**EXERCISE:**
Reproduce, word for word, every line starting at the line that contains "Where can the tree trunk" and ending with the final line of the entries.

------------------------------

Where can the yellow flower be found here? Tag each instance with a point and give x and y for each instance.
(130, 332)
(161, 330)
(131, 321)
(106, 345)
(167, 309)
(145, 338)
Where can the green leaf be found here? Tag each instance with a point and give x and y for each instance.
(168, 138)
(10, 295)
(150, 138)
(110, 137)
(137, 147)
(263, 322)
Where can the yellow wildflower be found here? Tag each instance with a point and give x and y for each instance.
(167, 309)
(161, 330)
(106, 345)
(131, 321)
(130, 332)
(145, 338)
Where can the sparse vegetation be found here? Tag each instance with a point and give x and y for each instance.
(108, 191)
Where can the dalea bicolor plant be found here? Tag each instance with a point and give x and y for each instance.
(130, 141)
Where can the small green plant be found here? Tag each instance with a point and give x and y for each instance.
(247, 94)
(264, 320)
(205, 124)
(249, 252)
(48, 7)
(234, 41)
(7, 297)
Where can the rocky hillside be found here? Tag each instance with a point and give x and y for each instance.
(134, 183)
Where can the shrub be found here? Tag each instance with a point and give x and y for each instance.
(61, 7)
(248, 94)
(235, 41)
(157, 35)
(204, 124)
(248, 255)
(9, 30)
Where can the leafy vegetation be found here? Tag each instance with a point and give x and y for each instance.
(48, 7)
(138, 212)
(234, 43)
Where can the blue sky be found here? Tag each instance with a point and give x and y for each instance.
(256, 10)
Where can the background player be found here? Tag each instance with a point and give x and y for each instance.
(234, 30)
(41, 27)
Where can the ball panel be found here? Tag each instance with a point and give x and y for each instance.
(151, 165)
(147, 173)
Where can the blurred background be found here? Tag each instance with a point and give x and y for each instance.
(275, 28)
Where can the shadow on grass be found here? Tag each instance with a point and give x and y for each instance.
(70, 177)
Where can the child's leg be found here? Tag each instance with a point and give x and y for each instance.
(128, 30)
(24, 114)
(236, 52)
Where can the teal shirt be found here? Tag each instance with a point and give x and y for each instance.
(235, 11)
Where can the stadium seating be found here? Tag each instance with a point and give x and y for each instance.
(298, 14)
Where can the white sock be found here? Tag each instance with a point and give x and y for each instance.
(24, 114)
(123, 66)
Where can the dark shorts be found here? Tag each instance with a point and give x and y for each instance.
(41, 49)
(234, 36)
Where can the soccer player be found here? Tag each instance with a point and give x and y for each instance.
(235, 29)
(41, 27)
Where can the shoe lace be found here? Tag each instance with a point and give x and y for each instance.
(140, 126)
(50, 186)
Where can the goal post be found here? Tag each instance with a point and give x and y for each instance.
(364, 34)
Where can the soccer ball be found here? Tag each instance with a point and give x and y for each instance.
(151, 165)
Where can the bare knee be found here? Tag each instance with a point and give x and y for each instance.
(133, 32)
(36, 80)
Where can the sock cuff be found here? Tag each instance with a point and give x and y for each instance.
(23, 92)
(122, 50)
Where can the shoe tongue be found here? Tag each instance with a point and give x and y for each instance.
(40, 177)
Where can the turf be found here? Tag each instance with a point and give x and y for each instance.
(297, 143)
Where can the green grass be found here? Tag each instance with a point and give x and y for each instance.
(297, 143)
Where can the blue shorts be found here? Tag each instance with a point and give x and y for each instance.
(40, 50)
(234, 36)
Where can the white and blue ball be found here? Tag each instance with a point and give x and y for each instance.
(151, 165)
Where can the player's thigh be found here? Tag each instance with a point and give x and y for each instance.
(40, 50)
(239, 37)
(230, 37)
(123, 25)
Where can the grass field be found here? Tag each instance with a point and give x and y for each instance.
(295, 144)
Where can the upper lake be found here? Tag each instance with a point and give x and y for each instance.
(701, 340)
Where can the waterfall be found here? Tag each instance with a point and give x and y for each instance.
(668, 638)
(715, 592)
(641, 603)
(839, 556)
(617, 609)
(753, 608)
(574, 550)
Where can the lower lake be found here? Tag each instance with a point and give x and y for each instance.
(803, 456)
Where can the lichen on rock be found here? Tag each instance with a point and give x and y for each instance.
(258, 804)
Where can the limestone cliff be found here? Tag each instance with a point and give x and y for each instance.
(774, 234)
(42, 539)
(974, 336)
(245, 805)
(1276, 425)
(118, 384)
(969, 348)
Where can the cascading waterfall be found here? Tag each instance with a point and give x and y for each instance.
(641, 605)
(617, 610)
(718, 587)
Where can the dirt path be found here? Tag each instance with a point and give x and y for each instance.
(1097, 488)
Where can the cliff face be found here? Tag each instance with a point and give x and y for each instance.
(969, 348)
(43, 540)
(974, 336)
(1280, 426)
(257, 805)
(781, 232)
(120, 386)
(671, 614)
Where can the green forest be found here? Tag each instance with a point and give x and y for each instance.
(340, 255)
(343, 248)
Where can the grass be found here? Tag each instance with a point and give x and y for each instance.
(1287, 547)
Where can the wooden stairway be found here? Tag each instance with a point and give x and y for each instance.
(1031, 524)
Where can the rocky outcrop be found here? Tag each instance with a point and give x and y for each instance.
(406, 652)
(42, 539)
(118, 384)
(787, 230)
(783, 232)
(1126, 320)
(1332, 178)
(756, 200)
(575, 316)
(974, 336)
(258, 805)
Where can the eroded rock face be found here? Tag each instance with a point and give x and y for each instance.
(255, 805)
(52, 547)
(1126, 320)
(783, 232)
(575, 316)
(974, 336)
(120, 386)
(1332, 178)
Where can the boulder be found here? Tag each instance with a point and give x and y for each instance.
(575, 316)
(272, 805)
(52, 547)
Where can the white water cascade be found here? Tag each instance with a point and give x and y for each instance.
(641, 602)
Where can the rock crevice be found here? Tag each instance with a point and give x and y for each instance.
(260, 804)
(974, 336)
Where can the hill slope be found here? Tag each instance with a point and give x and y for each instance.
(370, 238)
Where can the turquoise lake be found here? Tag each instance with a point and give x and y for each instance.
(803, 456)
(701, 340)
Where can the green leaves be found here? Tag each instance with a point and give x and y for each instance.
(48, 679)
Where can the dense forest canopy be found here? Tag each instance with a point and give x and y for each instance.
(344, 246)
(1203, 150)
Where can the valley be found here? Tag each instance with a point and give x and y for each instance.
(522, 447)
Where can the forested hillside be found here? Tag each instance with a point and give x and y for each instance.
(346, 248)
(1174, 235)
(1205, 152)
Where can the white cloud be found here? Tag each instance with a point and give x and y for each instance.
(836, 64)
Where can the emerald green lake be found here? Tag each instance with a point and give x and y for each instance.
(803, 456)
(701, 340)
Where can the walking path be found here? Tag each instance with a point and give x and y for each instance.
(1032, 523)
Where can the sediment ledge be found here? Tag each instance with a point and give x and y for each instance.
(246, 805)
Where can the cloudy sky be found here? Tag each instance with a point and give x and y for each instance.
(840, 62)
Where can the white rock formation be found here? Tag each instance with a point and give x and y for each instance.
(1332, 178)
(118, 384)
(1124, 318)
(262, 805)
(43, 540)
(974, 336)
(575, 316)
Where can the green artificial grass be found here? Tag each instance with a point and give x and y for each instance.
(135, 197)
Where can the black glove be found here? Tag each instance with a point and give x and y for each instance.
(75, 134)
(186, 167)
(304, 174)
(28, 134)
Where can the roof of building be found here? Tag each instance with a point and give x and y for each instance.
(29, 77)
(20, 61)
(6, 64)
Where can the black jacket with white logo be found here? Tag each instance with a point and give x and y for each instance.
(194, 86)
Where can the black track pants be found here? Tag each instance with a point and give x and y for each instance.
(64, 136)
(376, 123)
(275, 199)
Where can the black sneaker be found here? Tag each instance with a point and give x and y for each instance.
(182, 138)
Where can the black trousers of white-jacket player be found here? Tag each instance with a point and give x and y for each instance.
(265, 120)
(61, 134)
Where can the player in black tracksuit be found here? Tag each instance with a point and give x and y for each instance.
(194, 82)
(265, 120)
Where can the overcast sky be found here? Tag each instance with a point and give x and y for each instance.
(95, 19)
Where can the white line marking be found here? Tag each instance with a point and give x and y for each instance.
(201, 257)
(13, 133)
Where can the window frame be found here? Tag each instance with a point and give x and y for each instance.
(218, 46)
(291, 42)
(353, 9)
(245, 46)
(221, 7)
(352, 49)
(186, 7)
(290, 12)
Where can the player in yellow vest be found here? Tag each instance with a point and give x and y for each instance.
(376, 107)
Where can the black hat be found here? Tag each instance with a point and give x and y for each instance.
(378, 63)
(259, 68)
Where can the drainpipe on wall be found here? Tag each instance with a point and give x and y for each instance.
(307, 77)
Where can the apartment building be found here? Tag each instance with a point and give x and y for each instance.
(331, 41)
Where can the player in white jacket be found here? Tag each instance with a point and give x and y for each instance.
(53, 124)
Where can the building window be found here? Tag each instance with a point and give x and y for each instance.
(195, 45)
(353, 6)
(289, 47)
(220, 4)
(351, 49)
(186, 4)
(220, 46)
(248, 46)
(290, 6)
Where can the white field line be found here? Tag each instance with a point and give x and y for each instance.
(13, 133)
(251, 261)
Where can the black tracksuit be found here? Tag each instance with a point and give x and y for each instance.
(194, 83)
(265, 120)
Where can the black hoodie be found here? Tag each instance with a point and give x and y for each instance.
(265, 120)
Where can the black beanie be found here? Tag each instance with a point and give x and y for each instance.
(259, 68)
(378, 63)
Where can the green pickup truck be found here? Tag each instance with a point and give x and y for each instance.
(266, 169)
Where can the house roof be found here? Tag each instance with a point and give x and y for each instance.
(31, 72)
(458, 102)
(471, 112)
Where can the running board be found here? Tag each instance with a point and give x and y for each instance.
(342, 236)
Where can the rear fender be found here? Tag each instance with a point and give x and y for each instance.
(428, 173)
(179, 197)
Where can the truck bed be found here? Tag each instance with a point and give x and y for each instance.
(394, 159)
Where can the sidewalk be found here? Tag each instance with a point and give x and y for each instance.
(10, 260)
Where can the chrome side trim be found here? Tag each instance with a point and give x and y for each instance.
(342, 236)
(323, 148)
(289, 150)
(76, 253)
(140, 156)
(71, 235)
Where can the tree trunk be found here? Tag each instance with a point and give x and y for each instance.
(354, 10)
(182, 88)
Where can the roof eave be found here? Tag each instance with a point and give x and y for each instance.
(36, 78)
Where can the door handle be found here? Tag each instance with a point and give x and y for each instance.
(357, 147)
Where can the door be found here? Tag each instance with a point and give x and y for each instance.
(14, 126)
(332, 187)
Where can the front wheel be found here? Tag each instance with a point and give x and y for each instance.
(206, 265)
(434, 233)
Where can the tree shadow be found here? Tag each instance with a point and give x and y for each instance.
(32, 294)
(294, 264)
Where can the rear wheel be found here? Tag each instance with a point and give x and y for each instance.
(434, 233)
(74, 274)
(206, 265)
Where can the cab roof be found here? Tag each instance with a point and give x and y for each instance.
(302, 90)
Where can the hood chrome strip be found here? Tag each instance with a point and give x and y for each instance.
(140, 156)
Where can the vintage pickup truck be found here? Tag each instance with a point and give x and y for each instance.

------------------------------

**OUTPUT FOR THIS TASK:**
Where can the tree trunk be found here? Tag each instance with a point and give x and y for each instance.
(354, 10)
(182, 88)
Where can the roof eave be found here? Tag each instance with a point and give x and y for each instance.
(36, 78)
Where can the door handle be found here? Tag each instance with a point and give x and y for each instance.
(357, 147)
Where can the door be found here? Tag each instance with a point and give x and y for each instance.
(14, 126)
(332, 187)
Where can the front wheel be found here? Tag each instance with a point and give x and y for each instance.
(206, 265)
(434, 233)
Where can the tree shadow be found here? Tag each instance with a point and give x and y for each instance.
(32, 294)
(294, 264)
Where can the rear wheel be found here? Tag each instance with a point and give x and y for each instance.
(434, 233)
(74, 274)
(206, 265)
Where can the cab roof be found here? Tag each instance with a point and give x and y for each instance.
(302, 90)
Where can the hood chrome strip be found here? Tag each instance with a point and give x and y for each instance.
(140, 156)
Where can the vintage pickup truck be found here? Tag each instance with a point and give x and y for each instance.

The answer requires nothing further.